═════ DATA EXCERPTS ═════

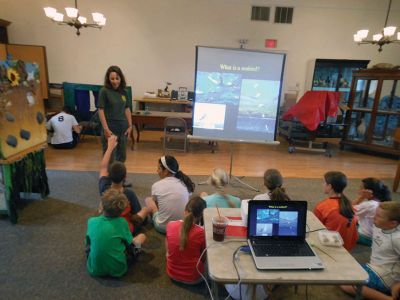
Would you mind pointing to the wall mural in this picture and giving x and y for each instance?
(22, 117)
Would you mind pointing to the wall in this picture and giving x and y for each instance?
(154, 41)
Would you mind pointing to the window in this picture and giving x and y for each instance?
(283, 15)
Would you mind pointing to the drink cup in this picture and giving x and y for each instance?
(219, 227)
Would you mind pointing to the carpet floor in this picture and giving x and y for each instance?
(42, 257)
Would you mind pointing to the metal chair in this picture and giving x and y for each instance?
(90, 127)
(175, 128)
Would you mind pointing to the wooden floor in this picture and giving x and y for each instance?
(248, 159)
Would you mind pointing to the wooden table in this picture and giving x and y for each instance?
(340, 266)
(184, 104)
(157, 118)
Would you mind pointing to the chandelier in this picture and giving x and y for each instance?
(387, 36)
(75, 19)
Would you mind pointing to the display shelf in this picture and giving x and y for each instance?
(374, 111)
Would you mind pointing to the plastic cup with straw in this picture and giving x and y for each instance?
(219, 226)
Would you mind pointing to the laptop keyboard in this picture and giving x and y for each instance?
(283, 249)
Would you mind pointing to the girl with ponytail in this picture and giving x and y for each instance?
(170, 194)
(185, 241)
(372, 192)
(273, 181)
(336, 212)
(219, 179)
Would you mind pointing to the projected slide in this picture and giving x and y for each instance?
(257, 108)
(237, 94)
(210, 116)
(223, 88)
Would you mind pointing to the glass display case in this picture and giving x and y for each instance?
(374, 111)
(335, 75)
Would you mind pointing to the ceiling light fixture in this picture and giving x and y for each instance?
(75, 19)
(387, 36)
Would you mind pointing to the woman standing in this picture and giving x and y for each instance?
(114, 112)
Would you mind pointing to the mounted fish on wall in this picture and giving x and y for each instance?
(22, 117)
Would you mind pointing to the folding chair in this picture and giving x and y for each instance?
(175, 128)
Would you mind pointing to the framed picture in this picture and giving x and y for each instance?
(182, 93)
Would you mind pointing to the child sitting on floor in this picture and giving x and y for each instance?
(108, 238)
(273, 181)
(170, 194)
(185, 241)
(384, 266)
(372, 192)
(336, 212)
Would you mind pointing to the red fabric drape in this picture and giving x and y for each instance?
(313, 108)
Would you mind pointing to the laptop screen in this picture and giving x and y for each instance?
(277, 219)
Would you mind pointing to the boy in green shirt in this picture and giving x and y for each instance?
(107, 236)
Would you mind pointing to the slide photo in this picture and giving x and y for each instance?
(216, 87)
(209, 116)
(267, 216)
(288, 223)
(258, 105)
(264, 229)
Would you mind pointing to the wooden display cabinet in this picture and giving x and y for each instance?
(373, 117)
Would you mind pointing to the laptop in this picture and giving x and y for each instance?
(276, 232)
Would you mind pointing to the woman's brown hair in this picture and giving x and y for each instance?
(194, 209)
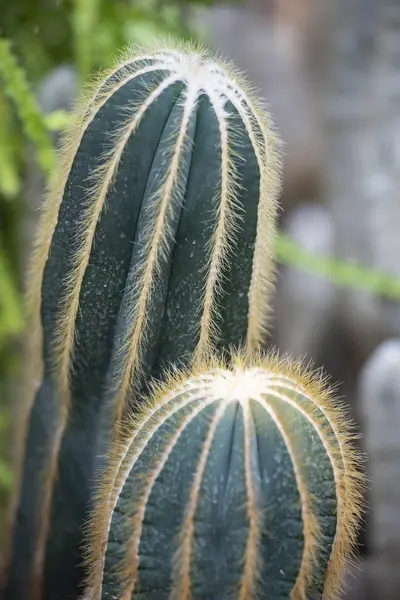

═════

TASK REQUIREMENTS: Retype all entries exactly; omit pictures.

SOLUTION FOR THIS EXERCISE:
Would you mind pointing to the wall mural in this picture and giving x and y for each instance?
(22, 117)
Would you mind pointing to the wall in this picture and giving x and y for each instance?
(154, 41)
Would you mind pointing to the window in this picture and giving x and y for each instance?
(283, 15)
Would you mind pointing to the drink cup in this picture and giving x and y for each instance?
(219, 227)
Would you mind pointing to the carpet floor in this picture and giving x and y for each instance?
(42, 257)
Would you mind pointing to the metal chair in this picture and giving x and y for each instance?
(90, 127)
(175, 128)
Would you mind pointing to the wooden floor in this picture and giving x and y for each instance?
(248, 159)
Would you mind pointing to the wooden table in this picture and giving x and y for each instance?
(340, 266)
(184, 104)
(157, 118)
Would you mind pointing to the chandelier in this picture and giving x and y for each instance?
(387, 36)
(75, 19)
Would you mind pointing to the display shelf in this picture and giving x and y for each instance?
(374, 111)
Would you mind pointing to the plastic cup with straw in this picture and giving x and y for each instance?
(219, 226)
Would you mind pointing to the laptop keyboard in this picture and giving x and y for each instance?
(283, 249)
Would you mind pointing to the girl with ponytail in this picture and giving x and y for each instance?
(170, 194)
(185, 241)
(372, 192)
(273, 181)
(336, 212)
(219, 179)
Would you mind pointing to the projected slide in this picture and giving x and y for each instance?
(257, 108)
(237, 94)
(210, 116)
(223, 88)
Would you mind pointing to the glass display case in this picture and giving x and y for each instance?
(374, 111)
(335, 75)
Would you mind pointing to the ceiling light fixture in this picture and giving x and y for each instance?
(75, 19)
(387, 36)
Would you mind pointing to the woman standing in this picture and giving x and y for each instance?
(114, 112)
Would you mind pointing to the mounted fish on wall in this picture and giving x and y for each instance?
(22, 117)
Would you mind pointing to the folding chair in this picture and giving x and y for each instance?
(175, 128)
Would you mind pointing to the framed picture in this picture and giving x and y for each instance?
(182, 93)
Would you mind pointing to the child sitting on floor in this picture and giving x and y for each instance?
(108, 238)
(273, 181)
(170, 194)
(185, 241)
(384, 266)
(372, 192)
(336, 212)
Would you mind pointing to the red fabric drape in this picture and giving x and y for each instance?
(313, 108)
Would you mind pointing to the laptop screen in this picture and giving x and y for each instance?
(277, 219)
Would you mind pointing to the boy in green shirt in this picture and giving x and y for each instance?
(107, 236)
Would you mind pointing to the slide photo in this picture and giving x and y for each instance?
(216, 87)
(209, 116)
(267, 216)
(288, 223)
(258, 105)
(264, 229)
Would you mind pointing to the wooden display cabinet in this picture and giving x and y for each instance?
(373, 117)
Would you mind pointing to the laptop in this picture and giving x and y for each instance?
(276, 232)
Would you mind pointing to the woman's brown hair in this picture and giving x and y for each instance?
(194, 209)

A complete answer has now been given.